Distopía aporófoba

La aporofobia es el rechazo (fobia) al pobre (de áporos, quesignifica sin recursos), un término que aunque pueda parecer un vocablo clásico, tiene sello –más bien- del siglo XXI. En 2017 es nombrada palabra del año por la Fundéu (Fundación para el Español Urgente), el mismo año en el que hace su entrada en el Diccionario de la Lengua Española. También de 2017 es el libro de Adela Cortina Aporofobia, el rechazo al pobre: un desafío para la sociedad democrática (Paidós), que sirve de culmen para el trabajo sobre la aporofobia que la filósofa viene desarrollando desde finales de la década de los 80. Emilio Martínez, profesor de la Universidad de Murcia, define en 2002 el término en el Glosario para una sociedad intercultural (J. Conill, coord.), aunque en la estela de la ética de Adela Cortina, quien es sin duda la autora de la aporofobia.

# Datos almacenados
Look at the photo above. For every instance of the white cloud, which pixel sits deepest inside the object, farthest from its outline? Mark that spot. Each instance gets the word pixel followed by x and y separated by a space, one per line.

# Trabajo requerido
Según el fragmento sobre la aporofobia, ¿en qué año nombró la Fundéu a «aporofobia» palabra del año?

# Resultado del ejercicio
En 2017.